__Given exercise__.
Pick out every line of the records below that contains the string "shirt", matching case exactly, and copy each one.

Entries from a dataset

########################################

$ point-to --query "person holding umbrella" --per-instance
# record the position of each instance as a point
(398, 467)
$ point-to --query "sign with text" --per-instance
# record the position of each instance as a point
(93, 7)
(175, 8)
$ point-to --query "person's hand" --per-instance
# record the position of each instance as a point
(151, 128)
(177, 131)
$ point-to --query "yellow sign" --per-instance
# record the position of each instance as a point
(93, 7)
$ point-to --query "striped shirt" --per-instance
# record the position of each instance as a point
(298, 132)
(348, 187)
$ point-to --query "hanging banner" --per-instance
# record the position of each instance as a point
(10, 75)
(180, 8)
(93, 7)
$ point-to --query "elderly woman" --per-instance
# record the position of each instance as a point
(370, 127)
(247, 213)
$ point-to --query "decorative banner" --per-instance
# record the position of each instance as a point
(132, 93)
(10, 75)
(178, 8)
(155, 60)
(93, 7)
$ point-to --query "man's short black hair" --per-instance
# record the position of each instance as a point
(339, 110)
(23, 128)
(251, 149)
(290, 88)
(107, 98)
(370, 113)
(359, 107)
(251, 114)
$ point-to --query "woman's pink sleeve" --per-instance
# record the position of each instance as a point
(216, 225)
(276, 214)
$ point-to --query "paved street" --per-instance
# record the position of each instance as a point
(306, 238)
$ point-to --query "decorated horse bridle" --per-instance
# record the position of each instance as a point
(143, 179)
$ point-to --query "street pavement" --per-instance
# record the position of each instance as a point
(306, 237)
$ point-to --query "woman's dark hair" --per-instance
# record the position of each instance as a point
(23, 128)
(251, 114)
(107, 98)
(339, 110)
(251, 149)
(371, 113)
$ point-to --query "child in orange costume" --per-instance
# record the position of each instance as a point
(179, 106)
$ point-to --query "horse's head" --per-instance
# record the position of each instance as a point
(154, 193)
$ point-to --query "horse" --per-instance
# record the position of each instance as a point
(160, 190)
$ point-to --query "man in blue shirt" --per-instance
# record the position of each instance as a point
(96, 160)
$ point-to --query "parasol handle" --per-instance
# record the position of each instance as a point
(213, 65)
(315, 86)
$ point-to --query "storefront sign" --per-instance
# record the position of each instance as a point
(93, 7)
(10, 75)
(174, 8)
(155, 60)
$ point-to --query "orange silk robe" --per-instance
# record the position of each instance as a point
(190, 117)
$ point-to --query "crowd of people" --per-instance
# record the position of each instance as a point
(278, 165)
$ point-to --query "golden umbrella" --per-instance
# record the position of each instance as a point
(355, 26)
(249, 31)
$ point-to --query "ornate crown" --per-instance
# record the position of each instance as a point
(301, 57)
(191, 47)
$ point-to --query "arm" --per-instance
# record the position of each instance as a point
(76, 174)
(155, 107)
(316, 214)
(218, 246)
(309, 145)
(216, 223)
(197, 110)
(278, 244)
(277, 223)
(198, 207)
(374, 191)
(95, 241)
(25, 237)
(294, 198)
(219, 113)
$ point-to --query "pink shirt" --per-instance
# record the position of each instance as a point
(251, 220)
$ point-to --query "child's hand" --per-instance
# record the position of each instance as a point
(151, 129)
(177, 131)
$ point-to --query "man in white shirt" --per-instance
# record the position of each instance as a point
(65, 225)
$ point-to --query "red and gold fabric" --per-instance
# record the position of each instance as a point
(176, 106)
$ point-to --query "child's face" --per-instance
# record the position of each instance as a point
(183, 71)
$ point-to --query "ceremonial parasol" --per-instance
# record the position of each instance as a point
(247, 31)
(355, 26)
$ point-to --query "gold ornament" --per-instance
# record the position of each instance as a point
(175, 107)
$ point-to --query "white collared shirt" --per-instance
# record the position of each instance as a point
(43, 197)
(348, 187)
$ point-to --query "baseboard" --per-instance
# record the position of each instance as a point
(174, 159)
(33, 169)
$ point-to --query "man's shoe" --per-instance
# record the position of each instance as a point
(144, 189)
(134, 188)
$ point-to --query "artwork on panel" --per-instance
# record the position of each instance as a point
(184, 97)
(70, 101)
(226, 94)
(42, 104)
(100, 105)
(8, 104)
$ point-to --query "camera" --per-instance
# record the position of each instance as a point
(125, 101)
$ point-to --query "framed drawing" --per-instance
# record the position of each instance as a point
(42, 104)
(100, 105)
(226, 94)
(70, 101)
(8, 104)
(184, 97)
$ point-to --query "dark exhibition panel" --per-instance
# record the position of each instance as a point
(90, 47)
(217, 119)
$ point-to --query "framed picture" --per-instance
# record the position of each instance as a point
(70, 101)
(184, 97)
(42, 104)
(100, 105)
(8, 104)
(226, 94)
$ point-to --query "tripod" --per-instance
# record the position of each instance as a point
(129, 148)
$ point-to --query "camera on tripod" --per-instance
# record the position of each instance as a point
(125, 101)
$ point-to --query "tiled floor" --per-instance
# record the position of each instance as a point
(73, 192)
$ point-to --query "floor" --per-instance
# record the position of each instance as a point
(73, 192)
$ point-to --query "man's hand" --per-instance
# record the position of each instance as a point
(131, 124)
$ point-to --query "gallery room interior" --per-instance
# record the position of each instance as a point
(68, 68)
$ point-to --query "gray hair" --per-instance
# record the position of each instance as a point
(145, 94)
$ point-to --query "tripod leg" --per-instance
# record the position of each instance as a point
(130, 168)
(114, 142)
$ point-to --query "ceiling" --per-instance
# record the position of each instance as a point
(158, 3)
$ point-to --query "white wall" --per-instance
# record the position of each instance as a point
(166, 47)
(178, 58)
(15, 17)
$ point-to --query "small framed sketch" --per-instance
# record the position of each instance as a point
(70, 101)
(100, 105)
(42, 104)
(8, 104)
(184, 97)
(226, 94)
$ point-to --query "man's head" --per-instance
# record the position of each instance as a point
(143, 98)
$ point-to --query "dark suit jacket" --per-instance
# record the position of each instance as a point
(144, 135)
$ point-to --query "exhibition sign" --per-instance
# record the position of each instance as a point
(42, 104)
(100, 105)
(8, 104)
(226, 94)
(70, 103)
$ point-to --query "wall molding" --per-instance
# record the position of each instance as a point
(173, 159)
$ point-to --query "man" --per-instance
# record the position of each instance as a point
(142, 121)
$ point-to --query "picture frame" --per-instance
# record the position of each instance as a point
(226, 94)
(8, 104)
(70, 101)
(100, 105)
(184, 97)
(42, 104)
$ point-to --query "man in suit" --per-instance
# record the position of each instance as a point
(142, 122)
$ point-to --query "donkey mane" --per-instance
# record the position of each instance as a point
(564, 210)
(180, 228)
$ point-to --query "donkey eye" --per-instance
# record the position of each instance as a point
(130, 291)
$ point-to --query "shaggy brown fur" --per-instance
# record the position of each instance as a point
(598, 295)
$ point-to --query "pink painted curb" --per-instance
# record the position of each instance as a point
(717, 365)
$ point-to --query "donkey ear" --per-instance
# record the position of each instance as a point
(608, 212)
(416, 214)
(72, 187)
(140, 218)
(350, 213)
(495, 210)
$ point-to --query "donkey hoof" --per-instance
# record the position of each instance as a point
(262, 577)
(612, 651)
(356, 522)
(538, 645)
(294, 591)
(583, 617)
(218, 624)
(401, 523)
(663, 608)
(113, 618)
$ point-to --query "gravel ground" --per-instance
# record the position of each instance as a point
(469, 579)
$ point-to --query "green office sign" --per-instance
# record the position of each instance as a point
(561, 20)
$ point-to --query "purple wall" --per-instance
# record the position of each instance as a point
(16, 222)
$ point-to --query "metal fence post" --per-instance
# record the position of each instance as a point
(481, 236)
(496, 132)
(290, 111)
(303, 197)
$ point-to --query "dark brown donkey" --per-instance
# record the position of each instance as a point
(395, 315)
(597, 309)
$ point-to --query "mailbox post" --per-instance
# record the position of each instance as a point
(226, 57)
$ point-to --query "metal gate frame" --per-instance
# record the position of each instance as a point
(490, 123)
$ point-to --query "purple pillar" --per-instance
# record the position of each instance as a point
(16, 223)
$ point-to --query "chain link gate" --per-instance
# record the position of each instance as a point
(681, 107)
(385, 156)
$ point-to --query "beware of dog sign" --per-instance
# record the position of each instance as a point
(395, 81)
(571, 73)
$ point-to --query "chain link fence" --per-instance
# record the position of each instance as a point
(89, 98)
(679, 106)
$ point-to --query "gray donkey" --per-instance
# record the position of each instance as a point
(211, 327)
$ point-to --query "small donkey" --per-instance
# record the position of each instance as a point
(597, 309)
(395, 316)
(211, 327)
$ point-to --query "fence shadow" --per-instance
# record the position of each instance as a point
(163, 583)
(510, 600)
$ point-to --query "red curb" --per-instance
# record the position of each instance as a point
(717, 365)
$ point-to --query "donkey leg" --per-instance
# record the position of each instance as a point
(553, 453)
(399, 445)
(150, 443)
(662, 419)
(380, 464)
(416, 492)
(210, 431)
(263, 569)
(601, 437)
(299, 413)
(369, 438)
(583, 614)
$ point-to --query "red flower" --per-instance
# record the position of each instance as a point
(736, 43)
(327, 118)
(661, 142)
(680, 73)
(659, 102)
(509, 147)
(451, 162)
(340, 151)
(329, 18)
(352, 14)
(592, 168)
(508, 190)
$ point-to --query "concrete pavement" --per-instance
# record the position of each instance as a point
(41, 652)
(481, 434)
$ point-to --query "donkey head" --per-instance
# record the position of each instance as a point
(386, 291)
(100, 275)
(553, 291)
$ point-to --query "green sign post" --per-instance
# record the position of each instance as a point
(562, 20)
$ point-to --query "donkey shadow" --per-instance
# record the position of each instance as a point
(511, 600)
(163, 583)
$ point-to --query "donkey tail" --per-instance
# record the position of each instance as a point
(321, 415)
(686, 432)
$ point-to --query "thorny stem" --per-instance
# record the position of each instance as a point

########################################

__Exercise solution__.
$ point-to --query "striped shirt" --per-instance
$ point-to --query "man in blue shirt" --per-instance
$ point-to --query "pink shirt" --per-instance
$ point-to --query "man in white shirt" --per-instance
$ point-to --query "white collared shirt" --per-instance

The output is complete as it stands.